■ **WHAT YOU WILL DO**:
Could you set down the lines from the first line of the entries below through the line with "negative clicks: (214, 152) (194, 126)", exactly and with no pictures?

#### EXERCISE DATA

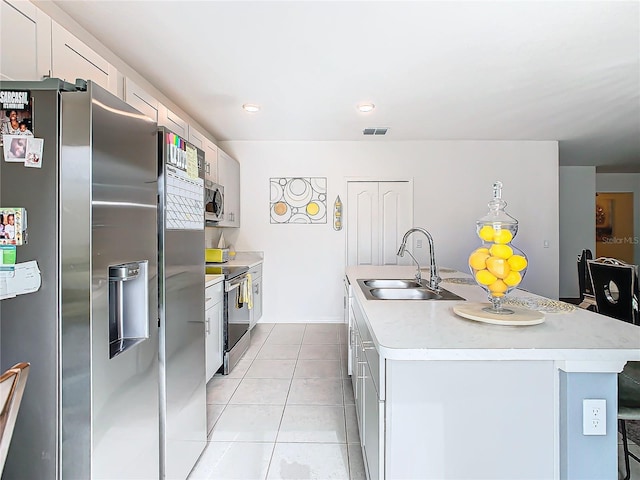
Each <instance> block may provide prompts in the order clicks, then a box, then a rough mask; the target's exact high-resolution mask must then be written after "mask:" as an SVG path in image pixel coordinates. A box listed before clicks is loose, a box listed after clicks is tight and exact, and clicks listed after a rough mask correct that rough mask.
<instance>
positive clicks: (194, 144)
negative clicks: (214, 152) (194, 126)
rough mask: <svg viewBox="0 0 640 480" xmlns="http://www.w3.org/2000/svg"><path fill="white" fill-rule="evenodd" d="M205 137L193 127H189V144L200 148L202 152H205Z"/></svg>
mask: <svg viewBox="0 0 640 480" xmlns="http://www.w3.org/2000/svg"><path fill="white" fill-rule="evenodd" d="M205 140H206V138H205V136H204V135H203V134H202V133H200V132H199V131H197V130H196V129H195V128H193V127H192V126H189V143H191V144H192V145H194V146H196V147H198V148H199V149H200V150H204V142H205Z"/></svg>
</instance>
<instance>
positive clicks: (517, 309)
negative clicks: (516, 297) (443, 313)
mask: <svg viewBox="0 0 640 480" xmlns="http://www.w3.org/2000/svg"><path fill="white" fill-rule="evenodd" d="M490 306H491V304H490V303H461V304H459V305H456V306H455V307H453V311H454V312H455V313H456V314H457V315H460V316H461V317H463V318H467V319H469V320H475V321H477V322H483V323H491V324H493V325H515V326H521V325H537V324H539V323H542V322H544V314H543V313H542V312H538V311H535V310H529V309H526V308H519V307H512V306H509V310H512V311H513V313H511V314H496V313H492V312H486V311H485V310H483V309H484V308H485V307H490Z"/></svg>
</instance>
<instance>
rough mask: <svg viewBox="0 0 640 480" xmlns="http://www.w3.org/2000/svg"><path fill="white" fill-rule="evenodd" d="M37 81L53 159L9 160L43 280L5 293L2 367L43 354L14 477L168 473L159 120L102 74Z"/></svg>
mask: <svg viewBox="0 0 640 480" xmlns="http://www.w3.org/2000/svg"><path fill="white" fill-rule="evenodd" d="M77 83H78V84H77V86H76V85H71V84H68V83H64V82H61V81H59V80H56V79H49V80H46V81H42V82H0V89H1V90H2V91H17V92H18V91H19V92H27V94H26V95H28V97H29V99H30V104H31V127H32V131H33V133H34V135H35V137H36V138H42V139H44V149H43V152H42V156H41V168H28V167H26V166H25V164H24V163H18V162H12V163H9V162H6V161H5V159H4V158H3V159H2V161H0V206H2V205H4V206H10V207H24V208H26V210H27V218H28V224H27V234H28V239H27V242H28V243H27V244H26V245H23V246H19V247H17V261H18V262H25V261H29V260H36V261H37V263H38V267H39V270H40V272H41V275H42V285H41V287H40V289H39V290H38V291H37V292H35V293H30V294H26V295H18V296H17V297H15V298H11V299H5V300H2V301H1V302H0V334H1V335H0V339H1V340H0V359H1V368H2V369H3V370H4V369H5V368H7V367H8V366H10V365H12V364H14V363H16V362H18V361H27V362H30V363H31V373H30V375H29V379H28V381H27V384H26V389H25V392H24V396H23V399H22V405H21V407H20V411H19V414H18V419H17V424H16V427H15V431H14V434H13V439H12V442H11V447H10V449H9V454H8V458H7V462H6V465H5V470H4V475H3V479H5V480H8V479H14V478H15V479H56V478H63V479H152V478H153V479H155V478H158V476H159V465H160V461H159V448H158V445H159V436H160V434H159V431H160V430H159V407H158V405H159V402H158V388H159V380H158V368H159V366H158V338H159V335H158V334H159V328H158V302H157V298H158V289H157V285H158V278H157V258H158V247H157V245H158V243H157V195H158V179H157V126H156V124H155V122H153V121H150V120H149V119H148V118H146V117H144V116H142V115H141V114H140V113H139V112H137V111H136V110H135V109H133V108H132V107H130V106H128V105H127V104H125V103H124V102H122V101H120V100H119V99H118V98H116V97H114V96H113V95H112V94H110V93H109V92H107V91H106V90H104V89H102V88H100V87H99V86H97V85H95V84H93V83H92V82H87V83H84V82H82V81H79V82H77Z"/></svg>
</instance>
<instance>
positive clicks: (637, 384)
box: [618, 362, 640, 480]
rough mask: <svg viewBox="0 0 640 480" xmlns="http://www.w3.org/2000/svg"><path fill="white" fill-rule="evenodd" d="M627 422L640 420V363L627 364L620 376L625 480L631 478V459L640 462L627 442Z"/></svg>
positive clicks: (624, 476) (618, 419)
mask: <svg viewBox="0 0 640 480" xmlns="http://www.w3.org/2000/svg"><path fill="white" fill-rule="evenodd" d="M627 420H640V362H627V364H626V365H625V366H624V369H623V370H622V372H621V373H619V374H618V424H619V427H620V433H621V434H622V450H623V452H624V466H625V470H626V474H625V476H624V480H629V478H631V470H630V469H629V458H633V459H634V460H635V461H636V462H640V458H639V457H637V456H636V455H635V454H634V453H633V452H630V451H629V442H628V440H627V427H626V423H625V422H626V421H627Z"/></svg>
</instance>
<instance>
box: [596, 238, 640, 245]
mask: <svg viewBox="0 0 640 480" xmlns="http://www.w3.org/2000/svg"><path fill="white" fill-rule="evenodd" d="M602 243H614V244H623V243H624V244H631V245H637V244H638V243H640V238H639V237H602Z"/></svg>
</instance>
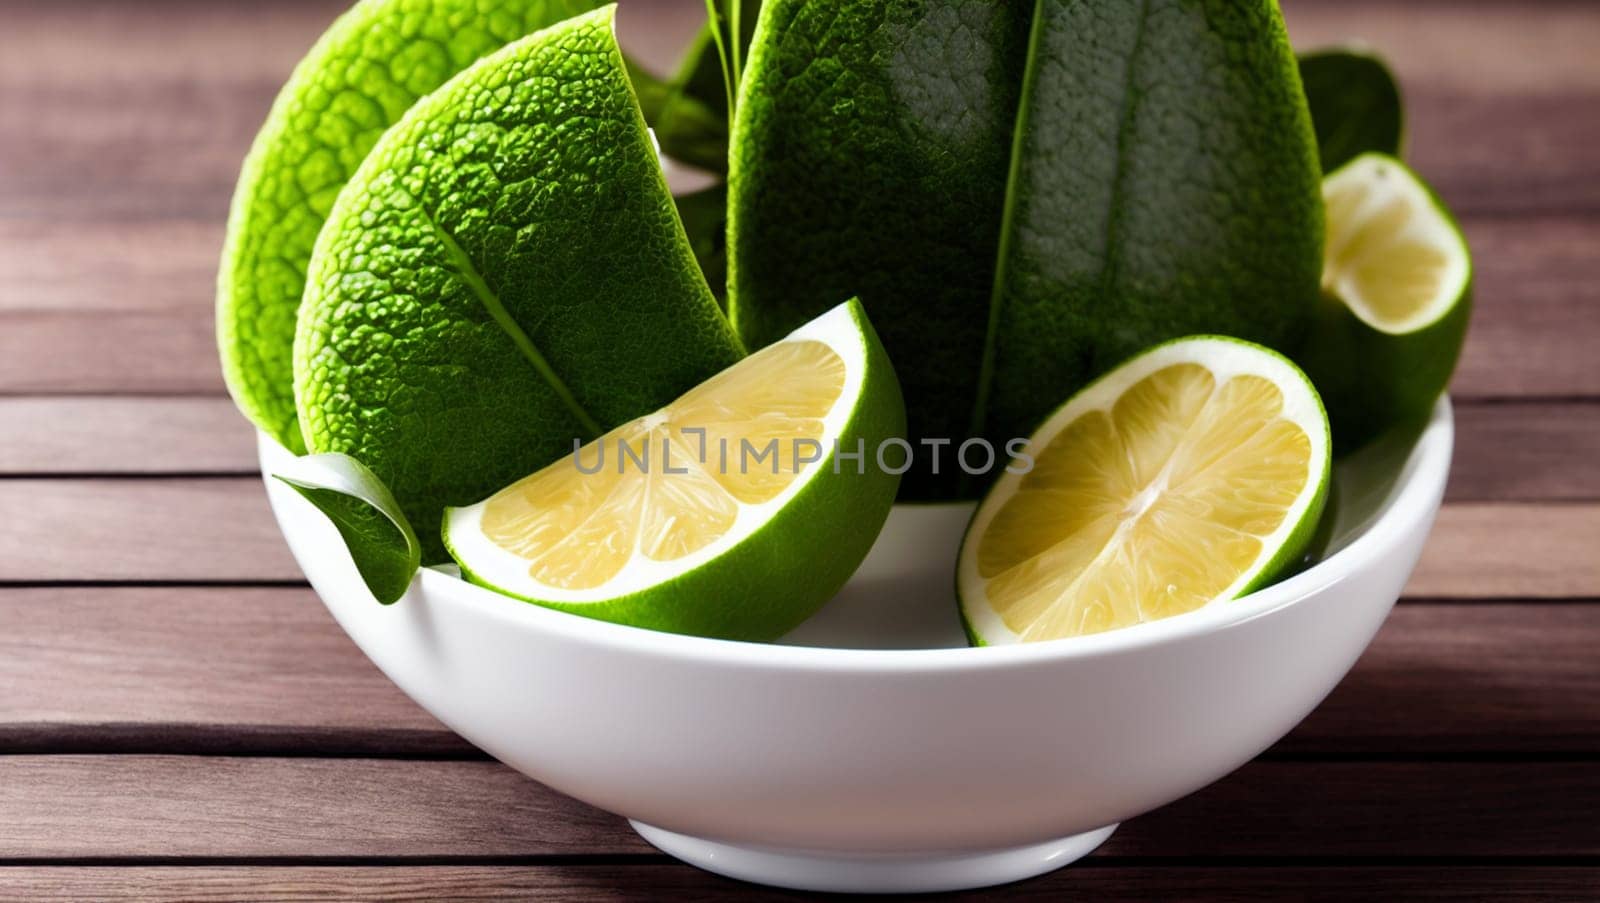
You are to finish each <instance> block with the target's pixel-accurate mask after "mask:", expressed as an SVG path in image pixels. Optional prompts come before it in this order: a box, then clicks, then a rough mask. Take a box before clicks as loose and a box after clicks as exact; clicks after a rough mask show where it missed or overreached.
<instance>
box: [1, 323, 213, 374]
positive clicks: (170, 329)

########

■ **ANSWER BOX**:
Each <instance> block may provide prompts in the order clicks, then a box, then a rough mask; the target's exact high-resolution mask must then be written after "mask:" as an SVG path in image pixel coordinates. A box listed before clicks is loose, a box listed after clicks is tight and exact, and clicks listed after a rough mask correct that rough mask.
<instance>
positive clicks: (194, 144)
negative clicks: (214, 152) (194, 126)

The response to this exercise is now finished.